Print verbatim the lines of the entries from the one containing "In this photo, each instance of the desert" to the last, inclusive, and no others.

Supplied material:
______

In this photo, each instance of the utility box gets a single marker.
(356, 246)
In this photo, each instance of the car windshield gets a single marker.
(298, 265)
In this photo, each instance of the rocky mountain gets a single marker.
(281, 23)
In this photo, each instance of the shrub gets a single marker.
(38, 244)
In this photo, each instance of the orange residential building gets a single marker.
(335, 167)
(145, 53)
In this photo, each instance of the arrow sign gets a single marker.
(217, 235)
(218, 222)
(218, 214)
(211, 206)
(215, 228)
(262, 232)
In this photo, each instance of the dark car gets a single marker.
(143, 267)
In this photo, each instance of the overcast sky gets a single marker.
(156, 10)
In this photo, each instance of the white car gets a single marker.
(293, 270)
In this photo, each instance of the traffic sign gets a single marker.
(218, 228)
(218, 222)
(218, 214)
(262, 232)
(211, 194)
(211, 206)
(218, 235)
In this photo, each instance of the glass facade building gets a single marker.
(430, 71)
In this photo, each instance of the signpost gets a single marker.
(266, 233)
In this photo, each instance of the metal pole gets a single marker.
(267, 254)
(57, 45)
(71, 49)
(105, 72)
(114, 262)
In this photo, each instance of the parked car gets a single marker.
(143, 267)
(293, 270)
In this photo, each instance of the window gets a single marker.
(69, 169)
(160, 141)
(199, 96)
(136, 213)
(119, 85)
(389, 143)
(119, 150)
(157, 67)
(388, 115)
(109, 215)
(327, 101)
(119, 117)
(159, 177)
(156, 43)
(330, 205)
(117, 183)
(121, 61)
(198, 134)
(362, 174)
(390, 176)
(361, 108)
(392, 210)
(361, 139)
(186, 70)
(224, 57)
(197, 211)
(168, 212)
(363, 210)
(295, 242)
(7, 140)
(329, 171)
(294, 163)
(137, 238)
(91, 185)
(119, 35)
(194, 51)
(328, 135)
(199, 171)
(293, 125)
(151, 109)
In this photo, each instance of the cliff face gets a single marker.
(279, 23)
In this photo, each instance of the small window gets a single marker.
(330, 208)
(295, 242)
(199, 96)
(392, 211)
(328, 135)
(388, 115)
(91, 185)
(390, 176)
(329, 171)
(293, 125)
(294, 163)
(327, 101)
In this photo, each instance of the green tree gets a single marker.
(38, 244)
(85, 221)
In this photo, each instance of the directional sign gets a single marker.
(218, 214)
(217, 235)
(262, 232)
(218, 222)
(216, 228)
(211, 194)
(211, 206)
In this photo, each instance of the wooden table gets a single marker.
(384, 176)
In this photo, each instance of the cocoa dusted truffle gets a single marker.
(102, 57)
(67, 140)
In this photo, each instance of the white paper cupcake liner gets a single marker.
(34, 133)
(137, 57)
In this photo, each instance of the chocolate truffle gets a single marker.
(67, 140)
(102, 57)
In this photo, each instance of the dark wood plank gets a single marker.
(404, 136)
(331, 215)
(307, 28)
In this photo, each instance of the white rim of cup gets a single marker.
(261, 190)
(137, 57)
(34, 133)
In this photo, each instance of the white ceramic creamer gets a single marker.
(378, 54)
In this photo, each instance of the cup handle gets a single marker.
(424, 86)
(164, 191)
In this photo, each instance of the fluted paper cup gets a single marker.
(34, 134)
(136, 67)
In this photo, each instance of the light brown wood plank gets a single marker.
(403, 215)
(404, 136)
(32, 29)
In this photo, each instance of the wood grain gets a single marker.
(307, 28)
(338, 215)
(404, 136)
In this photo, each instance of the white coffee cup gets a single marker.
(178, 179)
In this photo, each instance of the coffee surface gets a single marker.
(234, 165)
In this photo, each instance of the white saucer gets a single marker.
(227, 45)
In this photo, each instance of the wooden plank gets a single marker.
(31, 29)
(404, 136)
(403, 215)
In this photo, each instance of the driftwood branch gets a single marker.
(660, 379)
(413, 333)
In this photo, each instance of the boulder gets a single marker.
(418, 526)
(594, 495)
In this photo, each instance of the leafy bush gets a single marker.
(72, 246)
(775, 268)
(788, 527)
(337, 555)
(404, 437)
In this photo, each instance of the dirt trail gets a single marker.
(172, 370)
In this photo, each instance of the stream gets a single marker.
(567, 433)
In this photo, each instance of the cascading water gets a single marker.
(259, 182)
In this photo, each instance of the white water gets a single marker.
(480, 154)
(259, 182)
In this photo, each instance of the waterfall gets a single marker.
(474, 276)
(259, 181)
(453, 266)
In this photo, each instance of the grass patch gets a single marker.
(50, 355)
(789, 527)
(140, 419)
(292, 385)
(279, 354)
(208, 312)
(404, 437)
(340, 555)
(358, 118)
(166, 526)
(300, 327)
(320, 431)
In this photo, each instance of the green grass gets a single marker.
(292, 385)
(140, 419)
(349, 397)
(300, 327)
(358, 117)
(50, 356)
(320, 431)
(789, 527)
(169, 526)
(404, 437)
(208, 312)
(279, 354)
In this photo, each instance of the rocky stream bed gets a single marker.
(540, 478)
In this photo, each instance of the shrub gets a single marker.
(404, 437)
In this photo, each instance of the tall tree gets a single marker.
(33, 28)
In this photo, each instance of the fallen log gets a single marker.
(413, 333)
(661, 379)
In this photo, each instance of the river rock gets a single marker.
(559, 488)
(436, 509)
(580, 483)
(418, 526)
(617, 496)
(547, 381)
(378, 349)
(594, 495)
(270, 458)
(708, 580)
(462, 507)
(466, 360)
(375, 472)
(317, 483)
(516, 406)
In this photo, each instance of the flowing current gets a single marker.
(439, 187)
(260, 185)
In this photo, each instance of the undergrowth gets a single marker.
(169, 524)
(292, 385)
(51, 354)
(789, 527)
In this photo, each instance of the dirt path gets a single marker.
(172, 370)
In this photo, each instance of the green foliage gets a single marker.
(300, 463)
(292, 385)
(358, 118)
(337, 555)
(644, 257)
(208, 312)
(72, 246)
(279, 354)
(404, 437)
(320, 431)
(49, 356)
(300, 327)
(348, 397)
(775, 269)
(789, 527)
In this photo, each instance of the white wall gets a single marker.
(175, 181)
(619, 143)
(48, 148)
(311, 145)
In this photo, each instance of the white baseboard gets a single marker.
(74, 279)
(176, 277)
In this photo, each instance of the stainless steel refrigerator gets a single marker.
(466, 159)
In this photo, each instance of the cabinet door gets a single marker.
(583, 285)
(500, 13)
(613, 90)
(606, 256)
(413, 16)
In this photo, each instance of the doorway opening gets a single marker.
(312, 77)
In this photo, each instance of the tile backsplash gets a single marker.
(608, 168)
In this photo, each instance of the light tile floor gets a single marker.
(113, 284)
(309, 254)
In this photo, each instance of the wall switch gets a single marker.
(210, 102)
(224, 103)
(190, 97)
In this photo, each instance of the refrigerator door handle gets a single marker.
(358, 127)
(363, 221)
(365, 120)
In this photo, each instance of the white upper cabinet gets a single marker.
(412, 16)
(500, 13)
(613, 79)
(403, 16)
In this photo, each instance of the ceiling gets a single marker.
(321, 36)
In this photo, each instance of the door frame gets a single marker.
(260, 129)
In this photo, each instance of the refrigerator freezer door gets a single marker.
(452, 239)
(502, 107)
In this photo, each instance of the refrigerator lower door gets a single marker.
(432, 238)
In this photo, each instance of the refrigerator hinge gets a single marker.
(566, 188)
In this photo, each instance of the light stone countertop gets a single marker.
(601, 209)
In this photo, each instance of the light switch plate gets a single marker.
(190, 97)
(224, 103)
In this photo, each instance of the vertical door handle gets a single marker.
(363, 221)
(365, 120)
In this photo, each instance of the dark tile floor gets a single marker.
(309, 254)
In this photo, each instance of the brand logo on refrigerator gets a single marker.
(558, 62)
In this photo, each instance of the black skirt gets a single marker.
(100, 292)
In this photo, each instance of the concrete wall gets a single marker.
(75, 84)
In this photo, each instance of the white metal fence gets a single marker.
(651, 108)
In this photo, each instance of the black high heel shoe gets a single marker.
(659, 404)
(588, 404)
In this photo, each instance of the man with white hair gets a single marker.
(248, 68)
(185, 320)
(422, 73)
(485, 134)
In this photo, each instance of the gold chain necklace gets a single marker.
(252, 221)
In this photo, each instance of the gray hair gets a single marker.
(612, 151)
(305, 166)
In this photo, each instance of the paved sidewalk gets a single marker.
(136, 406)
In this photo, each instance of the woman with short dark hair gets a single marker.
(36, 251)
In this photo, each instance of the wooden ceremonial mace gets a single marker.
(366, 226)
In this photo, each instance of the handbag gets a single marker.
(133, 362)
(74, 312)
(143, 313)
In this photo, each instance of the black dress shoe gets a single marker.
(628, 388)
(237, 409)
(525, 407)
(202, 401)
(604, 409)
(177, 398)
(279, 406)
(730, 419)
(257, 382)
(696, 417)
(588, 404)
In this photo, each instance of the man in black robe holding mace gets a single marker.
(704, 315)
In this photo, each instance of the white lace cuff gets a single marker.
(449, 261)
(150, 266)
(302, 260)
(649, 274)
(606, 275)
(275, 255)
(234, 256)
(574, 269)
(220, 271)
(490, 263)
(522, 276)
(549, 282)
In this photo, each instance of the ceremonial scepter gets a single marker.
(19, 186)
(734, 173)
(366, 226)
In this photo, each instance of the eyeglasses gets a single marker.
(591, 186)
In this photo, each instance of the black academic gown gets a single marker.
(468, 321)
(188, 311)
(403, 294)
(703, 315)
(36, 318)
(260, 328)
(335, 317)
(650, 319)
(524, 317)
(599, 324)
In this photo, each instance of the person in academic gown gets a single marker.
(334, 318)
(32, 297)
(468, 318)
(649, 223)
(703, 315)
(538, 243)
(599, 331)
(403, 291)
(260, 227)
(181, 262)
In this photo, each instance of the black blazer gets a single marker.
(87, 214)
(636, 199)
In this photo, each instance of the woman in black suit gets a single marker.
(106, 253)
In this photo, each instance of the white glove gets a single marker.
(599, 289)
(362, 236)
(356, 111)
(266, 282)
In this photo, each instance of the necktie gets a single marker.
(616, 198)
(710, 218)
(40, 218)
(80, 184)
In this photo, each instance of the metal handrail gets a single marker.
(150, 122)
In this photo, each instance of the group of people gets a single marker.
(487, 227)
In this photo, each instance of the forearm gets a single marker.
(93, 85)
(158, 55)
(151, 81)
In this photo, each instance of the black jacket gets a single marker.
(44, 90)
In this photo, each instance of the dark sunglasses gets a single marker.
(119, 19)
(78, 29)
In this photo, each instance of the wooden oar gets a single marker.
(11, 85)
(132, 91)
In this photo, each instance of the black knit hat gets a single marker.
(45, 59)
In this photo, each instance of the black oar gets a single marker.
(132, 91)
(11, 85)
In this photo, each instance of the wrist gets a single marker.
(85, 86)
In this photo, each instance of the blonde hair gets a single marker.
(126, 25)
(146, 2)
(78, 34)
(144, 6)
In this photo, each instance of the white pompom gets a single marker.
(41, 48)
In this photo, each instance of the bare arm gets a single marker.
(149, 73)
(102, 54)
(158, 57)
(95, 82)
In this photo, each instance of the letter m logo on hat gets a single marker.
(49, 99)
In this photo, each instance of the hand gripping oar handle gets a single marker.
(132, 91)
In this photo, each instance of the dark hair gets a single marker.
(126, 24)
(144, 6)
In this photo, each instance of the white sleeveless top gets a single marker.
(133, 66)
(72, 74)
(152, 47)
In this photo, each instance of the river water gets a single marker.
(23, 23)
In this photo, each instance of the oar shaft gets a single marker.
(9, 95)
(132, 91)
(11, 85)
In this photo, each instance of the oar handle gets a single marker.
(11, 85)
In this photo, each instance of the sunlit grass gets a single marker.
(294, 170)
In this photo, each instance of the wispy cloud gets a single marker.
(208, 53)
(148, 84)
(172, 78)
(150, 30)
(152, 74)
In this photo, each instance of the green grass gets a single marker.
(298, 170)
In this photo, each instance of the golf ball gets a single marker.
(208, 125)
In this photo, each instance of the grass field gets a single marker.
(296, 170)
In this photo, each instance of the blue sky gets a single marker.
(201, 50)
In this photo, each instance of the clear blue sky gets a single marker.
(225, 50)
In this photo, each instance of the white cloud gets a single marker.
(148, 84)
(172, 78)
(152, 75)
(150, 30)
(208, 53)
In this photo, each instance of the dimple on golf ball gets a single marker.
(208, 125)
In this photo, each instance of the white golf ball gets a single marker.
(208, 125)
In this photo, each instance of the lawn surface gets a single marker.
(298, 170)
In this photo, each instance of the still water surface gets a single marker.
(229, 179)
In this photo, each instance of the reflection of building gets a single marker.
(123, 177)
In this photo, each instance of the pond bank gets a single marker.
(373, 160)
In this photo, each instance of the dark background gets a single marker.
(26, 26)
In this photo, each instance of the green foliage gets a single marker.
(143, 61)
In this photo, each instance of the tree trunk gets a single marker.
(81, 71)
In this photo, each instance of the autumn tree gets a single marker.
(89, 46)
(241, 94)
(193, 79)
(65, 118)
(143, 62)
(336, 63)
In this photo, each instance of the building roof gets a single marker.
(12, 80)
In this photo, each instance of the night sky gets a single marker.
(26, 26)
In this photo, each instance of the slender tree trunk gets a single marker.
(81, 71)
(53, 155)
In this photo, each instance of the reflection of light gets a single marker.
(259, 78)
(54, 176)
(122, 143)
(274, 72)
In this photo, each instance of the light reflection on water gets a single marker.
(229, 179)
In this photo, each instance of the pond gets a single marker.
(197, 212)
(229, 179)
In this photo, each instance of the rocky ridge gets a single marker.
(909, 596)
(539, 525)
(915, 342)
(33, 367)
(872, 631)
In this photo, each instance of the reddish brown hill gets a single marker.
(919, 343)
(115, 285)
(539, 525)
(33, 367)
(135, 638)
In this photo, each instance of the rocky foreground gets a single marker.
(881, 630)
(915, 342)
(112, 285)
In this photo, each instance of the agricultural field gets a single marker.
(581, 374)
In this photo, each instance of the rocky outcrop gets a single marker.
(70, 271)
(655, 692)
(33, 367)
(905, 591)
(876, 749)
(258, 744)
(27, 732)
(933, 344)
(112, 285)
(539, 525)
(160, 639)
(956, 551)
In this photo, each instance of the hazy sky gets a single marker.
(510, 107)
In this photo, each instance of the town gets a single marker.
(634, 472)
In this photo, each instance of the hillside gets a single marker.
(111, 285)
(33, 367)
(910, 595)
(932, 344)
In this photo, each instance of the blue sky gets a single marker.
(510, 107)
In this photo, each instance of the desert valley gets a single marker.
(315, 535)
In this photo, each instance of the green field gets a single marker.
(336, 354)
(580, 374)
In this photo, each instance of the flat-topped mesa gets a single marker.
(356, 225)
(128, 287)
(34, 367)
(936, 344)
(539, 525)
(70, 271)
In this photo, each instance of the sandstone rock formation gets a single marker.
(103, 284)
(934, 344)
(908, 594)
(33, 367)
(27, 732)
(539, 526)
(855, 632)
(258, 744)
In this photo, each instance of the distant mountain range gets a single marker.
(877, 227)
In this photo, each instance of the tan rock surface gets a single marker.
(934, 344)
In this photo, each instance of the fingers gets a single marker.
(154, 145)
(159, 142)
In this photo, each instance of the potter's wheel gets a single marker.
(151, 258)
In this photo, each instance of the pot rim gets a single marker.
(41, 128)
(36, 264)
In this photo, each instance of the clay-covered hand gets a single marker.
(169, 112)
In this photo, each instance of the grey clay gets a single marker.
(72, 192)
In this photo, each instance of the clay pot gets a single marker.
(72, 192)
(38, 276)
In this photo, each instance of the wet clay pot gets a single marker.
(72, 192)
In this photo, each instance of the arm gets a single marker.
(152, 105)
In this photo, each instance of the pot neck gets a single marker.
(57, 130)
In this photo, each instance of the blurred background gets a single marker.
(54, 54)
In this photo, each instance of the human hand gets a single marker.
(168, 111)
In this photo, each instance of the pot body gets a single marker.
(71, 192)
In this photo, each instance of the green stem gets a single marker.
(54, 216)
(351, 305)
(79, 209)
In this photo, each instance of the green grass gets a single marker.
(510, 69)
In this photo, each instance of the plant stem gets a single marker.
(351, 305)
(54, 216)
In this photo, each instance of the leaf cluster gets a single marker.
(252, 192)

______

Answer to this task:
In this photo, each instance of the desert valley gets a single marker.
(315, 535)
In this photo, each instance of the green field gets a single marker.
(336, 354)
(580, 374)
In this photo, each instance of the flat-topped mesa gets a single marker.
(356, 225)
(128, 287)
(34, 367)
(936, 344)
(539, 525)
(70, 271)
In this photo, each instance of the sandstone rock formation gets a single marker.
(103, 284)
(934, 344)
(908, 594)
(33, 367)
(27, 732)
(539, 526)
(855, 632)
(258, 744)
In this photo, each instance of the distant mountain range gets a single marker.
(877, 227)
In this photo, each instance of the tan rock surface gets a single marker.
(934, 344)
In this photo, each instance of the fingers gets a single marker.
(154, 145)
(159, 142)
In this photo, each instance of the potter's wheel gets a single marker.
(151, 258)
In this photo, each instance of the pot rim gets a single marker.
(41, 128)
(36, 264)
In this photo, each instance of the clay-covered hand gets a single marker.
(169, 112)
In this photo, each instance of the grey clay gets a single marker.
(72, 192)
In this photo, each instance of the clay pot gets a single marker.
(72, 192)
(38, 276)
In this photo, each instance of the wet clay pot gets a single marker.
(72, 192)
In this photo, each instance of the arm gets a single marker.
(152, 105)
In this photo, each instance of the pot neck gets a single marker.
(57, 130)
In this photo, each instance of the blurred background gets a single marker.
(54, 54)
In this photo, each instance of the human hand gets a single marker.
(168, 111)
In this photo, each instance of the pot body gets a single marker.
(71, 192)
In this photo, each instance of the green stem gets a single marker.
(54, 216)
(351, 305)
(79, 209)
In this photo, each instance of the green grass gets a single marker.
(510, 69)
In this photo, each instance of the plant stem gets a single marker.
(351, 305)
(54, 216)
In this photo, each instance of the leaf cluster gets a single marker.
(252, 192)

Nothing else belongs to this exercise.